Reproduce all entries word for word.

--- start Data excerpts ---

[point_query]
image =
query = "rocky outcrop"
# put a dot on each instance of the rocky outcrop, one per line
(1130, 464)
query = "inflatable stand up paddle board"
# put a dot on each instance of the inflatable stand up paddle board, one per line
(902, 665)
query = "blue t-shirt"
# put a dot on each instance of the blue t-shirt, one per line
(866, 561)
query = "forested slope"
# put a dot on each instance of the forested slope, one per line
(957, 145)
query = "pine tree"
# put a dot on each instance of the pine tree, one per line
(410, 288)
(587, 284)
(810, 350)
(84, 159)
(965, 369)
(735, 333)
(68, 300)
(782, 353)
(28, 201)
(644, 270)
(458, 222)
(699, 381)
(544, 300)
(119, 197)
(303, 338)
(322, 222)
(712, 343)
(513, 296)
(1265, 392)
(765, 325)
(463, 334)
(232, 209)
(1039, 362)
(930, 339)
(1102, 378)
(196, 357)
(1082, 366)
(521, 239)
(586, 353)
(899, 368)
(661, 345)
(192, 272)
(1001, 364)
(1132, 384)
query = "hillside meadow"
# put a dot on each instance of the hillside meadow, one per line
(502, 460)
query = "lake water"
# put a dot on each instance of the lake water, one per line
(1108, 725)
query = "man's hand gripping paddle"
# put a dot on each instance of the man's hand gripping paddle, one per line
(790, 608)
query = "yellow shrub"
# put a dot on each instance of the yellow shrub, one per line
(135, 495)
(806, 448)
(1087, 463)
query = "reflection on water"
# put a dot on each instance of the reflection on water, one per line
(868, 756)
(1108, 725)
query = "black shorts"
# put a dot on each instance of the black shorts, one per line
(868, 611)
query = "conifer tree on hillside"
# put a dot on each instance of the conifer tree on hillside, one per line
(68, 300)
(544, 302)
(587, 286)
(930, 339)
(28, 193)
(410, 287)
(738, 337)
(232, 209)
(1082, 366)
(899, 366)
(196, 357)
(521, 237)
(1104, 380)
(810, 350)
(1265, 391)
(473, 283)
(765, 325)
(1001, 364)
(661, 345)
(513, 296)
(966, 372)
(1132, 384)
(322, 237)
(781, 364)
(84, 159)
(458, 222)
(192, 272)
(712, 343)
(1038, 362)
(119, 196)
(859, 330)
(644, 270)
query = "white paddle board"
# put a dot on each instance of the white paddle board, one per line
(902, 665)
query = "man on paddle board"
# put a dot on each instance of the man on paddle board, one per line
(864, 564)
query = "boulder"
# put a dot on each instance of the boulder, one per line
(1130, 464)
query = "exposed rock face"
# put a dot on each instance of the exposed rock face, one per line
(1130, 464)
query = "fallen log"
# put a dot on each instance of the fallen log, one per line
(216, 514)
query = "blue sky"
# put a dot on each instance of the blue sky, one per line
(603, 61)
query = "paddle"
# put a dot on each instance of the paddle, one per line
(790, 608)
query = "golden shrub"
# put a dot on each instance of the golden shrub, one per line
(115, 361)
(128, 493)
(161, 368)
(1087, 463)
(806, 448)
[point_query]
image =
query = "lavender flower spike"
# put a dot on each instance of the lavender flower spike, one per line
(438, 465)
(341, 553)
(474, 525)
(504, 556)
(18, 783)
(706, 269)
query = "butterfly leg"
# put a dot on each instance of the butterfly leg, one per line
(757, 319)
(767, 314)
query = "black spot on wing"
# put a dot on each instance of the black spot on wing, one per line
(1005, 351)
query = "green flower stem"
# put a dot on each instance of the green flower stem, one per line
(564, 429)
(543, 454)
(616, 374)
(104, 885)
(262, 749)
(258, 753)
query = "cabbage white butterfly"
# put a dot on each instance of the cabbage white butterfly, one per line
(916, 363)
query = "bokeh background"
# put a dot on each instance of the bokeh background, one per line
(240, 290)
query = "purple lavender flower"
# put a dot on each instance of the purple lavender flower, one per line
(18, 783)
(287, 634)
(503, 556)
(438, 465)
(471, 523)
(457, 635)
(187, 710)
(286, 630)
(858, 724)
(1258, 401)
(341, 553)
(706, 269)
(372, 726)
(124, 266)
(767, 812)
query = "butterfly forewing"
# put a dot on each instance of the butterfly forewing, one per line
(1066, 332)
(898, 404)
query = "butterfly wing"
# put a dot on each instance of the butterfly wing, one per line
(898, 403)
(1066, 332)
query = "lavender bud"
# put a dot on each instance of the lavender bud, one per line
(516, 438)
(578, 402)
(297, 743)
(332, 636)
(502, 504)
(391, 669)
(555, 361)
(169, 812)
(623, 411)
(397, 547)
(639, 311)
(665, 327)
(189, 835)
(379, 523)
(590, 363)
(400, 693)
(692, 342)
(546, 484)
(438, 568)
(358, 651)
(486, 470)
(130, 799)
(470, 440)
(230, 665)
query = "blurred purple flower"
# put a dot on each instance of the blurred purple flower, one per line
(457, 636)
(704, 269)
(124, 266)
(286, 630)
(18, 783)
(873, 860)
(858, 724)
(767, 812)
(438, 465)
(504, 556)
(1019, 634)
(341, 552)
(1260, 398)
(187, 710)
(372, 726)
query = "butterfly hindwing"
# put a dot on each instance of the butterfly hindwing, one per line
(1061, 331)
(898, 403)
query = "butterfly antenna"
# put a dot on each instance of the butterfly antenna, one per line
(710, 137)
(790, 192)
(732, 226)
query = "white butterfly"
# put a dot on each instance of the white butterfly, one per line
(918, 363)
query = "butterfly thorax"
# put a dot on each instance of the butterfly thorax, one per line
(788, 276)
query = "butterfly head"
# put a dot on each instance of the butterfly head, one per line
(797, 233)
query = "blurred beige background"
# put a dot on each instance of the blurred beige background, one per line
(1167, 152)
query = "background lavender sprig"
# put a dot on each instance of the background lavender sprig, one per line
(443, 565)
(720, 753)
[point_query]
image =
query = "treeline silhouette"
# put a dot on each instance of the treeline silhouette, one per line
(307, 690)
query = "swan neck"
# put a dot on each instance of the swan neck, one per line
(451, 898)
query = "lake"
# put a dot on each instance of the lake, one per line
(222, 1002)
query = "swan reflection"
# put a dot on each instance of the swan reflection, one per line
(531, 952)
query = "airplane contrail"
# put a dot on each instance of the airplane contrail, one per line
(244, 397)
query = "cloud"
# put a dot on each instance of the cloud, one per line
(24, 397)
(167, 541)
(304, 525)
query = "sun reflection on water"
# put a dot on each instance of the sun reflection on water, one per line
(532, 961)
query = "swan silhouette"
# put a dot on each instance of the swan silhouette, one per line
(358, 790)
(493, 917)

--- end Data excerpts ---

_Output below_
[point_query]
image =
query = "rocky outcrop"
# put a dot on each instance of the rocky outcrop, one per line
(1130, 464)
query = "inflatable stand up paddle board"
# put a dot on each instance of the inflatable stand up paddle board, one per line
(902, 665)
query = "blue t-shirt"
# put a dot on each instance of the blue t-shirt, one per line
(866, 561)
query = "forested slope"
# put a dot on each instance of the forested slope, one per line
(957, 145)
query = "pine tree"
# put a dot on each instance of the pine tree, one per line
(410, 288)
(587, 284)
(810, 350)
(84, 159)
(965, 369)
(735, 333)
(68, 300)
(782, 353)
(28, 201)
(644, 270)
(458, 222)
(699, 381)
(544, 300)
(119, 197)
(303, 338)
(322, 222)
(712, 343)
(513, 296)
(1265, 392)
(765, 325)
(463, 334)
(232, 209)
(1039, 362)
(930, 339)
(1102, 378)
(196, 357)
(1082, 366)
(521, 239)
(586, 353)
(899, 368)
(661, 345)
(192, 272)
(1001, 364)
(1132, 384)
query = "hillside meadow"
# put a dot on each instance of the hillside meadow, one per line
(502, 460)
query = "lake water"
# put a dot on each instance of the lake water, one per line
(1108, 725)
query = "man's hand gripping paddle"
# put a dot on each instance of the man's hand gripping paddle, one per line
(790, 608)
query = "yellow shrub"
# put a dot on each instance of the yellow shrub, one per line
(135, 495)
(806, 448)
(1087, 463)
query = "reflection on water"
# put a dot on each instance of the reflection on water, one per line
(868, 756)
(1108, 725)
query = "black shorts"
# put a dot on each instance of the black shorts, one per line
(868, 611)
query = "conifer tree on hillside"
# put a dot on each instance of the conifer tree on hillside, one per line
(68, 300)
(544, 302)
(587, 286)
(930, 339)
(28, 193)
(410, 287)
(738, 337)
(232, 209)
(1082, 366)
(899, 366)
(196, 357)
(521, 237)
(1104, 380)
(810, 350)
(1265, 391)
(473, 283)
(765, 325)
(1001, 364)
(661, 345)
(513, 296)
(966, 372)
(1132, 384)
(322, 237)
(781, 364)
(84, 159)
(458, 222)
(192, 272)
(712, 343)
(1038, 362)
(119, 196)
(859, 330)
(644, 270)
query = "white paddle board"
# put a dot on each instance of the white paddle board, one per line
(902, 665)
query = "man on paddle board"
# put a dot on each instance of the man on paddle board, one per line
(864, 564)
query = "boulder"
# put a dot on each instance of the boulder, one per line
(1130, 464)
query = "exposed rock face"
# put a dot on each instance of the exposed rock face, one per line
(1130, 464)
query = "fallen log"
# put a dot on each instance of the fallen log, one per line
(216, 514)
query = "blue sky"
# put a dot on each instance of the blue sky, one per line
(603, 61)
query = "paddle"
# put a dot on each instance of the paddle, one per line
(790, 608)
query = "golden shrub"
# put a dot on each instance of the golden shrub, one per line
(115, 361)
(128, 493)
(161, 368)
(1087, 463)
(806, 448)
[point_query]
image =
query = "lavender flower spike"
# put a dot on each instance of the lavender flower spike, one per line
(438, 465)
(341, 553)
(474, 525)
(504, 556)
(18, 783)
(706, 269)
query = "butterfly leg"
# put a dot on each instance of the butterfly leg, one per line
(757, 319)
(767, 314)
query = "black spot on wing"
# put a dot on each instance of the black spot on wing, one per line
(1005, 351)
query = "green flower stem"
# put a dot on each instance of the green flower stem, one per line
(564, 429)
(543, 454)
(616, 374)
(104, 885)
(262, 749)
(258, 753)
query = "cabbage white butterfly"
# put a dot on each instance of the cabbage white butterfly, one per line
(916, 363)
query = "bokeh background"
# put a dot on each instance of the bokeh background, one per line
(240, 290)
query = "purple lavender flower"
# put a dot on each instance of the purple lavender flower, one per line
(18, 783)
(287, 634)
(503, 556)
(438, 465)
(471, 523)
(457, 635)
(187, 710)
(286, 630)
(858, 724)
(1258, 401)
(341, 553)
(706, 269)
(372, 726)
(124, 266)
(767, 812)
query = "butterfly forewing"
# put a dot on each instance of the butterfly forewing, one per line
(1066, 332)
(898, 404)
query = "butterfly wing"
# put a dot on each instance of the butterfly wing, one per line
(898, 403)
(1066, 332)
query = "lavender bud"
# put a dot on each instance of the lavender bud, one per line
(516, 438)
(578, 402)
(297, 743)
(332, 636)
(502, 504)
(391, 669)
(555, 361)
(169, 812)
(623, 411)
(397, 547)
(639, 311)
(665, 327)
(189, 835)
(379, 523)
(590, 363)
(400, 693)
(692, 342)
(546, 484)
(438, 568)
(358, 651)
(486, 470)
(130, 799)
(470, 440)
(230, 665)
query = "blurred purple flower"
# put a dot on each instance of the blurred purple flower, one per line
(457, 636)
(704, 269)
(124, 266)
(286, 630)
(18, 783)
(873, 860)
(858, 724)
(767, 812)
(438, 465)
(504, 556)
(1019, 634)
(341, 552)
(1260, 398)
(187, 710)
(372, 726)
query = "butterfly hindwing"
# put a dot on each instance of the butterfly hindwing, one per line
(1061, 331)
(898, 403)
query = "butterfly antenna"
# put a dot on each instance of the butterfly antenna, one per line
(710, 137)
(790, 192)
(732, 226)
query = "white butterfly"
# put a dot on each instance of the white butterfly, one per line
(918, 363)
query = "butterfly thorax"
# put a dot on each instance of the butterfly thorax, one per line
(788, 276)
query = "butterfly head"
# put a dot on each instance of the butterfly head, one per line
(797, 233)
query = "blurred beige background"
# put a dot on each instance of the blurred beige background, one per line
(1167, 152)
query = "background lavender sprig"
# put a dot on each instance of the background lavender sprig, one per line
(443, 565)
(720, 753)
[point_query]
image =
query = "treeline silhouette"
# put a dot on each instance of the treeline silhouette, one per line
(307, 690)
query = "swan neck"
# put a dot on each instance of the swan neck, one per line
(451, 898)
query = "lake"
# put a dot on each instance of the lake, one per line
(222, 1002)
query = "swan reflection"
# put a dot on each instance of the swan reflection, one per line
(531, 952)
query = "airplane contrail"
# put a dot on each instance of the airplane contrail, one per line
(244, 397)
query = "cloud"
# put a dot on each instance of the cloud, one per line
(24, 397)
(167, 541)
(304, 525)
query = "sun reflection on water"
# put a dot on each instance of the sun reflection on water, one per line
(532, 961)
query = "swan silhouette"
# put a dot on each instance of the swan silhouette, one per line
(358, 790)
(493, 917)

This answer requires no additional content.